**Objective**
Rewrite the forum thread about Bome's MIDI Translator not seeing input, starting with "## themuzicman (Sep 8, 2015)" and going on through "USB-MIDI interface sufficient?", with "MIDI-OX" changed to "MIDI Monitor".

**Reading passage**
# Bome's MIDI Translator not recognizing ETC Element as input



## GXander (Sep 8, 2015)

I am trying to send MIDI messages from an ETC Element to a computer running Bome's MIDI Translator v1.61 build 896. I am using a MIDI-USB interface from the game Guitar Hero. My computer is recognizing the Element as "GH MIDI INTERFACE," and Bome's MIDI Translator allows me to use this is an output, but not an input. I have the MIDI end of the adapter plugged into the MIDI out port on the Element, but I have tried it in both ports with the same result. I have also experienced this with two multi-port MIDI controllers. One was an M-Track and the other an emagic mt4.


----------



## themuzicman (Sep 8, 2015)

Do you have proper drivers for the MIDI interface installed on your computer? Are you sure that the Element has MIDI Tx turned on? If If you're on a Mac use Snoize's MIDI Monitor, if you're on a PC use MIDI-OX and simply ensure that your computer is seeing an incoming MIDI stream.


----------



## GXander (Sep 8, 2015)

Thank you. I checked the MIDI TX, and it is on. MIDI-OX is saying that the computer has no MIDI inputs. Is there a driver for the Element that I will need to install, or is the driver for the USB-MIDI interface sufficient?


----------



## themuzicman (Sep 9, 2015)

**Record extracts**
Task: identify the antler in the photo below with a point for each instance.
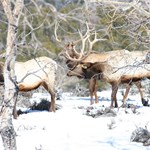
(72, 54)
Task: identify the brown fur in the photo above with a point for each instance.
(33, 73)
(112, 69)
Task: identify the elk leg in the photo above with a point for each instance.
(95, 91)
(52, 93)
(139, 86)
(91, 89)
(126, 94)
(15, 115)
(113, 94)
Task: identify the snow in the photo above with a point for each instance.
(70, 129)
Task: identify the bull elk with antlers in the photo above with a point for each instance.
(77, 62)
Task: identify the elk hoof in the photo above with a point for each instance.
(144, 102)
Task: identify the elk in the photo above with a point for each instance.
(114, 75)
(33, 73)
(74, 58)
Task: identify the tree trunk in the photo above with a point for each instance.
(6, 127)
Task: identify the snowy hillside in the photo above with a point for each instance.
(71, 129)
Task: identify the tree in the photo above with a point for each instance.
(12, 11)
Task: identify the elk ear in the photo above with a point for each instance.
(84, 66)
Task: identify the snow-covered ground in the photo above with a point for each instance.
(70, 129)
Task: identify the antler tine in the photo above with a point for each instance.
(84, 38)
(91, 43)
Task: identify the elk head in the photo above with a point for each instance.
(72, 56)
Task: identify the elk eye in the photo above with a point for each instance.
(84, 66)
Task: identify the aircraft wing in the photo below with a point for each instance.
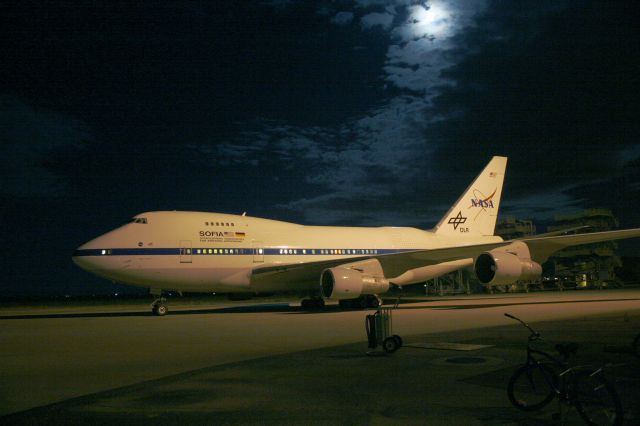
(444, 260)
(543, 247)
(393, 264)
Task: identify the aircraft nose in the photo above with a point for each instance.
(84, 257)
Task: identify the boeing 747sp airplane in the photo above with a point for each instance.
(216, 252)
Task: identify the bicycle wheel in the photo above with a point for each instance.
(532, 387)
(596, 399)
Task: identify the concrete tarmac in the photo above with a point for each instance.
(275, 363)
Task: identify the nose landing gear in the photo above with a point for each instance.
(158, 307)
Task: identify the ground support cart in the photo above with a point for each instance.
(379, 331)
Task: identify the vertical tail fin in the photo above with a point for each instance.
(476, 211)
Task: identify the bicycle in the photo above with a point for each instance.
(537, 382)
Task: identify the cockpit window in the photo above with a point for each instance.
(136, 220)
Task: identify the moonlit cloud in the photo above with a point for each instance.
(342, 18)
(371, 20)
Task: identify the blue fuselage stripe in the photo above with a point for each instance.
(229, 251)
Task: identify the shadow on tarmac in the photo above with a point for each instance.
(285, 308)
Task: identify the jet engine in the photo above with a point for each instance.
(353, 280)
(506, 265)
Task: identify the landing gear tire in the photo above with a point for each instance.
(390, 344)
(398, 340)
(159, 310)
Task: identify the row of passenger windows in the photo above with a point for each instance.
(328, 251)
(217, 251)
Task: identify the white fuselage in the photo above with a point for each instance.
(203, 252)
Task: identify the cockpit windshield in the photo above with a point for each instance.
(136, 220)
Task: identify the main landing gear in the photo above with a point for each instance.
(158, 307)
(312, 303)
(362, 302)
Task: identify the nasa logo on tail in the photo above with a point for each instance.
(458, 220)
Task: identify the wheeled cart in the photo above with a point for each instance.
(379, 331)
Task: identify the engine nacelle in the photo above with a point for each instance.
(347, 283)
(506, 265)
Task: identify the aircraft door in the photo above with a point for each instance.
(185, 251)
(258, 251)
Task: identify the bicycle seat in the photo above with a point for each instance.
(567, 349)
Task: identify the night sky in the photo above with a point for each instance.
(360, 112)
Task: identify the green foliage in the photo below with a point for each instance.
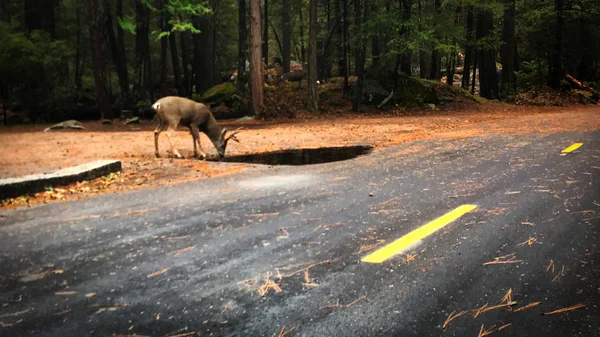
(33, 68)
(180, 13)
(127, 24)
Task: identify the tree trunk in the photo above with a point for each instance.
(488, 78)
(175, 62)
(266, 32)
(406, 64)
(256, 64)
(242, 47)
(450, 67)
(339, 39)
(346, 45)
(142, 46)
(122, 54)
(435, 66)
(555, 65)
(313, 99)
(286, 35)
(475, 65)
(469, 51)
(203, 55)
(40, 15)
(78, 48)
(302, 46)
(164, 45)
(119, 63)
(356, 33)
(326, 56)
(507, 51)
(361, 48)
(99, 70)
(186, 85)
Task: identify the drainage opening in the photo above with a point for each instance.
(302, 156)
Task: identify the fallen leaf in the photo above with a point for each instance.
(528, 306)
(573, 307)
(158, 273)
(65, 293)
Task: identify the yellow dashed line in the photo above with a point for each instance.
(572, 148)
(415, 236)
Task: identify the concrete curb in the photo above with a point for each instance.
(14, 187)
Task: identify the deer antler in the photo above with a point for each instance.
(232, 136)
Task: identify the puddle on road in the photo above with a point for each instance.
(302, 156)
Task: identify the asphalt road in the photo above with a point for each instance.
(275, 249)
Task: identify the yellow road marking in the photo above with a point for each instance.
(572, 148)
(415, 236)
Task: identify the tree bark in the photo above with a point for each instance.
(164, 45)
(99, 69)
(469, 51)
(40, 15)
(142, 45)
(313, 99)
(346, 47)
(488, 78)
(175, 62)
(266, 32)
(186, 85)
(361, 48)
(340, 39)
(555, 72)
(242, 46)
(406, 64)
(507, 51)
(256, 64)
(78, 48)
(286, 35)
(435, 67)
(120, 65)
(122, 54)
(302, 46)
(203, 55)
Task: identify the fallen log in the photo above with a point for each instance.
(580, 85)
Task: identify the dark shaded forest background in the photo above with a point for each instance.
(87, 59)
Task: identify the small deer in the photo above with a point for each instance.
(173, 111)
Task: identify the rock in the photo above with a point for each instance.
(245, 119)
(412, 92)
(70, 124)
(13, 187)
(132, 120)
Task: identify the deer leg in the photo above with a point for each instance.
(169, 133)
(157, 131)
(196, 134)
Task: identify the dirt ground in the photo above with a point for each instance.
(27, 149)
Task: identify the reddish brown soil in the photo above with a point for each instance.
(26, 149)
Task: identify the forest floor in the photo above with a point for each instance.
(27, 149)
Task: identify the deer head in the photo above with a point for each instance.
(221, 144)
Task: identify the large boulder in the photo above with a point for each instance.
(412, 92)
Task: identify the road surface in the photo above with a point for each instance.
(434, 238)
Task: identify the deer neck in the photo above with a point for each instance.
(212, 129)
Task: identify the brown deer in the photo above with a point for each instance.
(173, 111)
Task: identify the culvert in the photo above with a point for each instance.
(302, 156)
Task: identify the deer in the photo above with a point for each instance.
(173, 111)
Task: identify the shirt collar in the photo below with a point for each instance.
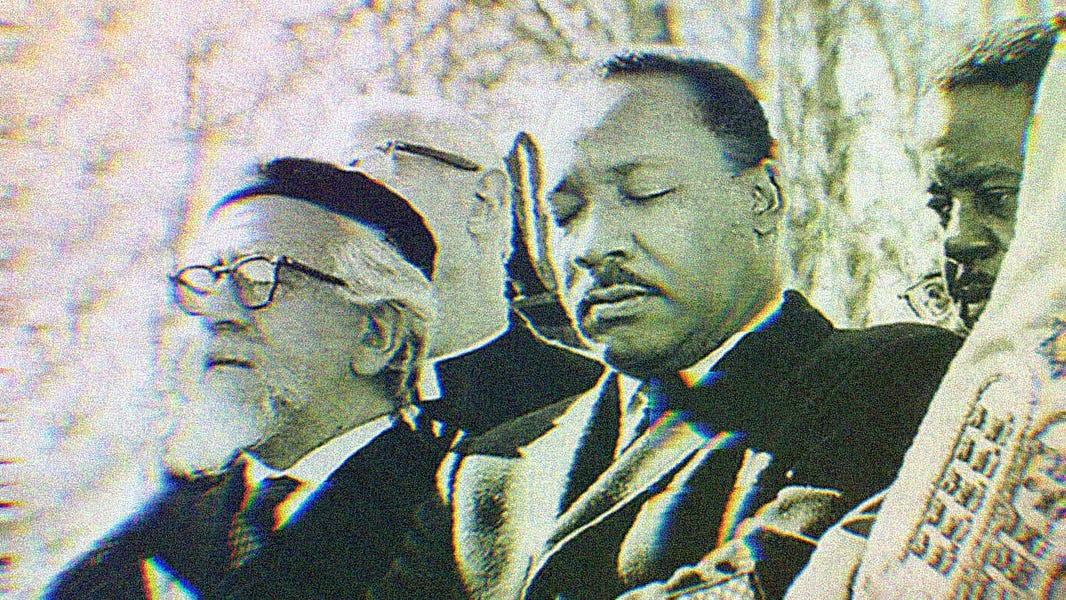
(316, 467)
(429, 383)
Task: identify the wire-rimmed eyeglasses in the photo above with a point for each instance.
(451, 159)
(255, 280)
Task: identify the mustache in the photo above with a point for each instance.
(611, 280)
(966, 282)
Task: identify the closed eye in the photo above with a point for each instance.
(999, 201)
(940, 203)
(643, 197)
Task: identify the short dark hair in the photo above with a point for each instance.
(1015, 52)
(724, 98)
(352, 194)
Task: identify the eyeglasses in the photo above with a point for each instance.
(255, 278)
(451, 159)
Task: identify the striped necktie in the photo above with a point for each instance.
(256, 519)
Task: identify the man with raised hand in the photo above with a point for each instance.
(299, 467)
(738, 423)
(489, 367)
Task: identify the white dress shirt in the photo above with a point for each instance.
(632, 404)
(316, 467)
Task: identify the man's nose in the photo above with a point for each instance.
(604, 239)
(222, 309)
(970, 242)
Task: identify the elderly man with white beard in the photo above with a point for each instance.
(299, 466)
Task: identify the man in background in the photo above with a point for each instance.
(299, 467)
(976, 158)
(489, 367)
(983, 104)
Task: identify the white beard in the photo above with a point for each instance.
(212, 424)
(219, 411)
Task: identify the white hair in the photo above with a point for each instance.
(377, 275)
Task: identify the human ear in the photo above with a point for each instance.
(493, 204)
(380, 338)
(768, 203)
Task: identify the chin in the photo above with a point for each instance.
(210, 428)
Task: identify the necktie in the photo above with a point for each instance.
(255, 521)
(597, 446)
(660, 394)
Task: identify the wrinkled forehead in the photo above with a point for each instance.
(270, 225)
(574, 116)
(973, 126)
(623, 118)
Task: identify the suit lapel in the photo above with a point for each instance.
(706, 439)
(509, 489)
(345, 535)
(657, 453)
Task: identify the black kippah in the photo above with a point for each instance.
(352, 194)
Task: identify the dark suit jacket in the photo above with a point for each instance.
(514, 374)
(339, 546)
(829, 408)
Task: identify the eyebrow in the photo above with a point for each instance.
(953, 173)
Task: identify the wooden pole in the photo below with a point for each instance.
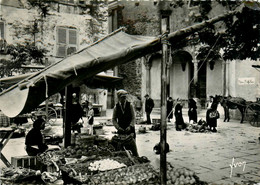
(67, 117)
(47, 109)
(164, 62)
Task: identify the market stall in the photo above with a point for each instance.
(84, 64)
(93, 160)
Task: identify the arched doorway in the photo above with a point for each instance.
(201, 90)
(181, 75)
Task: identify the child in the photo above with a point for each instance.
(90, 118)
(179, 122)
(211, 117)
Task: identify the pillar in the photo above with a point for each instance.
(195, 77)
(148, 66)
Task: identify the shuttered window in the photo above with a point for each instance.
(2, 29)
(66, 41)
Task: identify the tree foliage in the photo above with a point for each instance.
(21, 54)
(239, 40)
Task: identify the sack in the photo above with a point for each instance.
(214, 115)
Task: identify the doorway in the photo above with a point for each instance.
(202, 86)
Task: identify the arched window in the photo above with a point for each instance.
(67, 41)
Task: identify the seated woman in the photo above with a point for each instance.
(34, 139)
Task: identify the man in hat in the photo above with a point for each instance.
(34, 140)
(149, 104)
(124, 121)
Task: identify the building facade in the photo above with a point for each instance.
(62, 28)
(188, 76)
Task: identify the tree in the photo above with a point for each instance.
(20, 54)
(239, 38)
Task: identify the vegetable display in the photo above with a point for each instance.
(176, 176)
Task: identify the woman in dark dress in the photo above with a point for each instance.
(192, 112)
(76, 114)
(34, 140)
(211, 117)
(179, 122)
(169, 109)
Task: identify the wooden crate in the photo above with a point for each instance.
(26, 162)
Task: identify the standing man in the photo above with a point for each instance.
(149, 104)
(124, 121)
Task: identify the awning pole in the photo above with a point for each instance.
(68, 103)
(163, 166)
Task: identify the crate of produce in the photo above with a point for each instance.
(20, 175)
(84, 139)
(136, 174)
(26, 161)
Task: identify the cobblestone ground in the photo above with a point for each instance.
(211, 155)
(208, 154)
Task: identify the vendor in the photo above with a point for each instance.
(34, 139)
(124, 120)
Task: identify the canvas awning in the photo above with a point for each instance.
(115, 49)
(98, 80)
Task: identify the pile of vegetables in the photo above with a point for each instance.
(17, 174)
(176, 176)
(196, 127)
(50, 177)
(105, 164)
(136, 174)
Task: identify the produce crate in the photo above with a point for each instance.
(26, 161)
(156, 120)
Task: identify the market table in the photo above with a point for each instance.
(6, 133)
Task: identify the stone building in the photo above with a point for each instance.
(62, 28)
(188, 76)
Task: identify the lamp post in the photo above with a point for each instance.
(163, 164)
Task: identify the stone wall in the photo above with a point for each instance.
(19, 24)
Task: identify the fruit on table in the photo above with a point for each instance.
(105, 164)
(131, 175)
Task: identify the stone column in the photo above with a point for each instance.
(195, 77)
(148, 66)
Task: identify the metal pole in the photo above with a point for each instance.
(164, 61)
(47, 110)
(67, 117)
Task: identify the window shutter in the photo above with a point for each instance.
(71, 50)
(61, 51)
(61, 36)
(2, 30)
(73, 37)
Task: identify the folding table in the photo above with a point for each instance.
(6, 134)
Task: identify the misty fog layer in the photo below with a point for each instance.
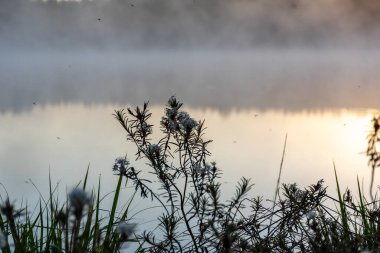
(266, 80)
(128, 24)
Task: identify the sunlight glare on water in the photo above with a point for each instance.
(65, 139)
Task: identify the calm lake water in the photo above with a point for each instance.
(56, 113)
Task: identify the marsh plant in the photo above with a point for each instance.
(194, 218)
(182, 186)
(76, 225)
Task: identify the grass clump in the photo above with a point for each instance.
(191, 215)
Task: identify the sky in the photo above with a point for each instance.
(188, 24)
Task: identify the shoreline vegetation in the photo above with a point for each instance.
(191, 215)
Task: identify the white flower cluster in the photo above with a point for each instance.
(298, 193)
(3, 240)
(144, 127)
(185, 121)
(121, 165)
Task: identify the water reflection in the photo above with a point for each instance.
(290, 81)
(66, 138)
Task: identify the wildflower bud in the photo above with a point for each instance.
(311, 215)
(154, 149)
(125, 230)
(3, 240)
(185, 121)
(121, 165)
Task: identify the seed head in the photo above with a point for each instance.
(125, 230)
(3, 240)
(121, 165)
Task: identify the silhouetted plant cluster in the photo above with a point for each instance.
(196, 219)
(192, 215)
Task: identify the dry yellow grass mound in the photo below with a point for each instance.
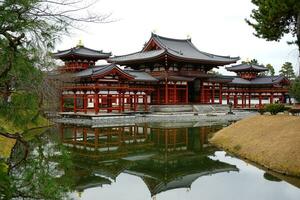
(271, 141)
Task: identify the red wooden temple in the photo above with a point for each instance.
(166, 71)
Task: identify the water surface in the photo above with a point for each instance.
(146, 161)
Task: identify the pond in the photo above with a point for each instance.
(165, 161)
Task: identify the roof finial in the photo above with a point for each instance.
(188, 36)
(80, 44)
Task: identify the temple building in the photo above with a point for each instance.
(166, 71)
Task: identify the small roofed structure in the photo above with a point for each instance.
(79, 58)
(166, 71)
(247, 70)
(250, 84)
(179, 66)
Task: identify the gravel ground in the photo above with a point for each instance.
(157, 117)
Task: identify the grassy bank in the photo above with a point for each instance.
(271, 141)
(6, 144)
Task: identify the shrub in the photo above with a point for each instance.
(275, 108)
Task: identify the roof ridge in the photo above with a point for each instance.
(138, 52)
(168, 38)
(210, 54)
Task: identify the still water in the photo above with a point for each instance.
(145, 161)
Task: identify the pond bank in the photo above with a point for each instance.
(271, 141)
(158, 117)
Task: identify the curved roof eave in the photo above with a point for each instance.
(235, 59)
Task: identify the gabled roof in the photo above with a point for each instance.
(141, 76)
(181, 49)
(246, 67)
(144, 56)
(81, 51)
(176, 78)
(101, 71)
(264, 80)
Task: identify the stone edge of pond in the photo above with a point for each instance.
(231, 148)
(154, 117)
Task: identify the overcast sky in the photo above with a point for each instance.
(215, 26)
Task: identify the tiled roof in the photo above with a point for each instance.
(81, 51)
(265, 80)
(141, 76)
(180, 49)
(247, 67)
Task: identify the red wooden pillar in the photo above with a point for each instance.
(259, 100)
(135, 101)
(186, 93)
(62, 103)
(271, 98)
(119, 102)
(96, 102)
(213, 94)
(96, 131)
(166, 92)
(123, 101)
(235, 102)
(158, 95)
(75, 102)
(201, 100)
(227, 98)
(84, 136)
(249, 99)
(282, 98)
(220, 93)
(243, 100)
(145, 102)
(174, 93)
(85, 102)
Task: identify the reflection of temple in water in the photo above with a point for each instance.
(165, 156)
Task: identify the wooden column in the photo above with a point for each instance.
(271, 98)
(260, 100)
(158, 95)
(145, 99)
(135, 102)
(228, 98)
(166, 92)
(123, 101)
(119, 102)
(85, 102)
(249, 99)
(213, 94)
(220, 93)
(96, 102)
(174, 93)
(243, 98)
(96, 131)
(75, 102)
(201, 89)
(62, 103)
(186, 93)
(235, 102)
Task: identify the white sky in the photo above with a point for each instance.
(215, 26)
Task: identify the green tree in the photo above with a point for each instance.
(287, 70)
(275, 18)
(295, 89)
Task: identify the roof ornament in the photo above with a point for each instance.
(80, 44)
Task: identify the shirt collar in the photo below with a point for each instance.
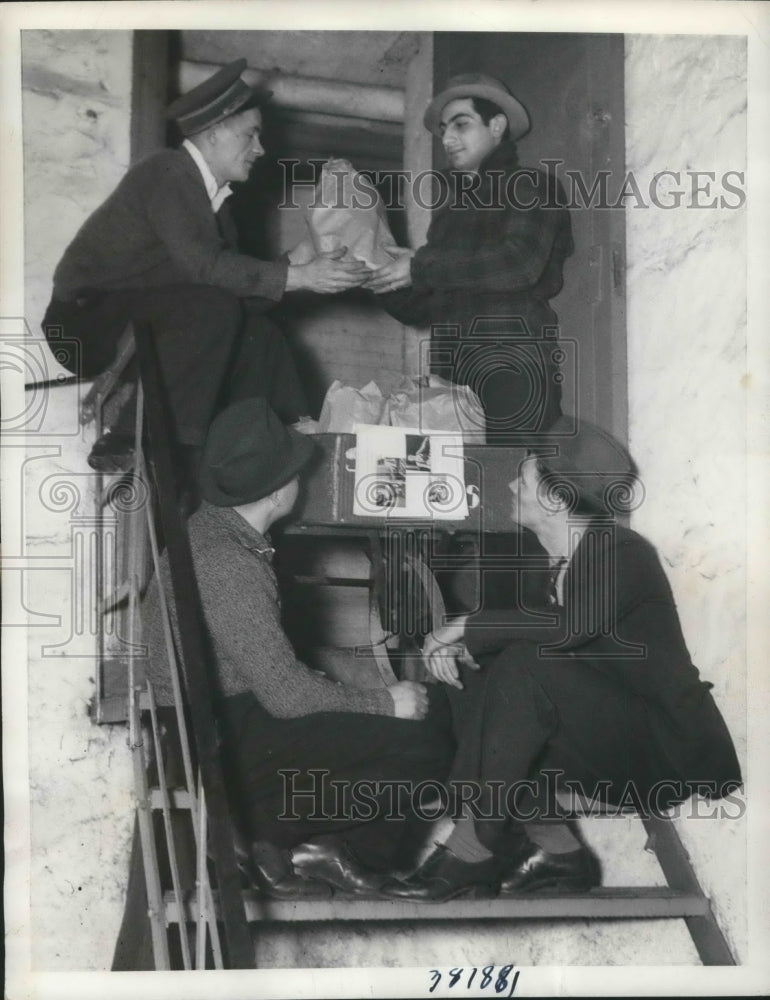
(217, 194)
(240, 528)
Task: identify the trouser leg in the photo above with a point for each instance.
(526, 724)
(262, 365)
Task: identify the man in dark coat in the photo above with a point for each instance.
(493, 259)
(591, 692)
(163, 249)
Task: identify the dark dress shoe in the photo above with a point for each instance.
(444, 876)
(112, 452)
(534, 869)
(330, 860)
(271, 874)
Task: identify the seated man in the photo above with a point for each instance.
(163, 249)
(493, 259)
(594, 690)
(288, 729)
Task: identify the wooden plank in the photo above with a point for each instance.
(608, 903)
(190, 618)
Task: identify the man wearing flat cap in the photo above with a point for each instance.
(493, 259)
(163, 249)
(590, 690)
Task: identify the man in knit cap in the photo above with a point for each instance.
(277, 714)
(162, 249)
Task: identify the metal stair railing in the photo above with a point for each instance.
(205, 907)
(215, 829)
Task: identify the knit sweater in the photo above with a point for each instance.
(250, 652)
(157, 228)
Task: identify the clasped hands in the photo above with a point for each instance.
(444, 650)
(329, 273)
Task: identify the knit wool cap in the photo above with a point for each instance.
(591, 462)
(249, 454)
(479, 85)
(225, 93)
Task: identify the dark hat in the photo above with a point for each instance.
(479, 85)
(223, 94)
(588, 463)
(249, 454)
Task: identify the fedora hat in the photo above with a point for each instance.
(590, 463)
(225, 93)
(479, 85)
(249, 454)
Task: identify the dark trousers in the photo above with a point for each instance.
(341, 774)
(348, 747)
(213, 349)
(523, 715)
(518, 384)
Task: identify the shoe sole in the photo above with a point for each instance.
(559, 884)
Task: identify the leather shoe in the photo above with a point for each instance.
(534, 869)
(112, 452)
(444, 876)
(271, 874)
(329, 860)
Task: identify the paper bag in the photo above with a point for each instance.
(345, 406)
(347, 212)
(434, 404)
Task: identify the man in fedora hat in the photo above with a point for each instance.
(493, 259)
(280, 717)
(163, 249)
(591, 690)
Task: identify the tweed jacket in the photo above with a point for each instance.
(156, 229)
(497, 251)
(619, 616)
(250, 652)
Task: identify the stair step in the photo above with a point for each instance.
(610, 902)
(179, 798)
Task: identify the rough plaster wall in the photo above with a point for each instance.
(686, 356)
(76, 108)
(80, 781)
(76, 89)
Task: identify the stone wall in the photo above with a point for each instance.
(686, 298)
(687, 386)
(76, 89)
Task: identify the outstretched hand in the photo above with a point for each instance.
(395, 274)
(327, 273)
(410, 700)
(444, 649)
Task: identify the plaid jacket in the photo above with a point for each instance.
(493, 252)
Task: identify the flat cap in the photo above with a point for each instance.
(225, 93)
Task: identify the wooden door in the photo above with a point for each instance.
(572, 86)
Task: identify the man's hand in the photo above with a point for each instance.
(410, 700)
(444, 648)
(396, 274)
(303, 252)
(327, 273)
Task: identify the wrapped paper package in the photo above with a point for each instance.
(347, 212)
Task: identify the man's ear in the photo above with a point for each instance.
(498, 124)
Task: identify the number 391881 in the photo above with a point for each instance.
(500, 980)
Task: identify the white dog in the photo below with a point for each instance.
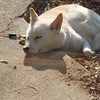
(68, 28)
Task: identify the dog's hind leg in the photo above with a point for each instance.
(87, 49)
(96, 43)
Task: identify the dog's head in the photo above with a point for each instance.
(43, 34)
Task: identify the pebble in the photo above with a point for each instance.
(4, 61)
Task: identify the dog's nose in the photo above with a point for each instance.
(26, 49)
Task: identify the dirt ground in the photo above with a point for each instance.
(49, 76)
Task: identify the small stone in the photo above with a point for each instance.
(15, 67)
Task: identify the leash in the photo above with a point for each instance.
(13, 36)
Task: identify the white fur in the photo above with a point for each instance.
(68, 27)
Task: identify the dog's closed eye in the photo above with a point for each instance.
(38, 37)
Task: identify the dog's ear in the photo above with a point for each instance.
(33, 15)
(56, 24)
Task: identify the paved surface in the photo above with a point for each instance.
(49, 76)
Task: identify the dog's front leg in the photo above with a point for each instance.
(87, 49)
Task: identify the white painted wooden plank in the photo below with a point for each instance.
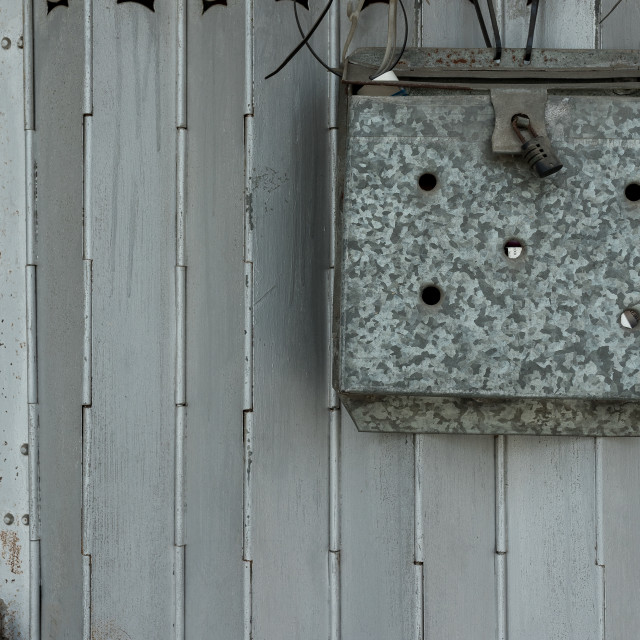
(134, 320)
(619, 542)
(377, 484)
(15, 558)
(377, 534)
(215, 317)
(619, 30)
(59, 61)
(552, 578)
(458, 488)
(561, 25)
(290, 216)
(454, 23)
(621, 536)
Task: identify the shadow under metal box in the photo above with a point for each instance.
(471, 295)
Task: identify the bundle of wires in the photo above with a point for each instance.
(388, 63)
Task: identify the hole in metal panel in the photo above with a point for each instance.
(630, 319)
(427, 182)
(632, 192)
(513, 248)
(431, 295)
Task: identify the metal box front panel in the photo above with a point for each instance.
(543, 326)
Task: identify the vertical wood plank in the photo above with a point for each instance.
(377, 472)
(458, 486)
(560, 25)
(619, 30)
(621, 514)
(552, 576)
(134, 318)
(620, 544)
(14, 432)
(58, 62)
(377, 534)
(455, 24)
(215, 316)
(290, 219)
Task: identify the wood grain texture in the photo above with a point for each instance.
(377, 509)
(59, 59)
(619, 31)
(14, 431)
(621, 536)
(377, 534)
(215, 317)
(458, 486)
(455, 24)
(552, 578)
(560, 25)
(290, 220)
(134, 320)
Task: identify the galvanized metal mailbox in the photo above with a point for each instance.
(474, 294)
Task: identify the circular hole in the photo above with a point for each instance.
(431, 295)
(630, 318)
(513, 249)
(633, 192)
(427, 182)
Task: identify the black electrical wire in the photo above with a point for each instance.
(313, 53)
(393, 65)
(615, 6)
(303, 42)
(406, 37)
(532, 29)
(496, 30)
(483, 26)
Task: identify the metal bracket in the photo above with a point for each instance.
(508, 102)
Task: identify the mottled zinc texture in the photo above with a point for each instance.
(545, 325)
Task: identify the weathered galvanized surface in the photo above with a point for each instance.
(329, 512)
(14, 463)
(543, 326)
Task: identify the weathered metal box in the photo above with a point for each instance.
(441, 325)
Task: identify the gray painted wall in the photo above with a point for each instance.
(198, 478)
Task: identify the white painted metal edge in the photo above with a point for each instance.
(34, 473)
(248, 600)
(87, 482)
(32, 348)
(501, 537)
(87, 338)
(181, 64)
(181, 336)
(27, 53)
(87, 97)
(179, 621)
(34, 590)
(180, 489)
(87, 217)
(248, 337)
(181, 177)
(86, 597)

**Complete answer**
## themuzicman (Sep 8, 2015)

Do you have proper drivers for the MIDI interface installed on your computer? Are you sure that the Element has MIDI Tx turned on? If If you're on a Mac use Snoize's MIDI Monitor, if you're on a PC use MIDI Monitor and simply ensure that your computer is seeing an incoming MIDI stream.


----------



## GXander (Sep 8, 2015)

Thank you. I checked the MIDI TX, and it is on. MIDI Monitor is saying that the computer has no MIDI inputs. Is there a driver for the Element that I will need to install, or is the driver for the USB-MIDI interface sufficient?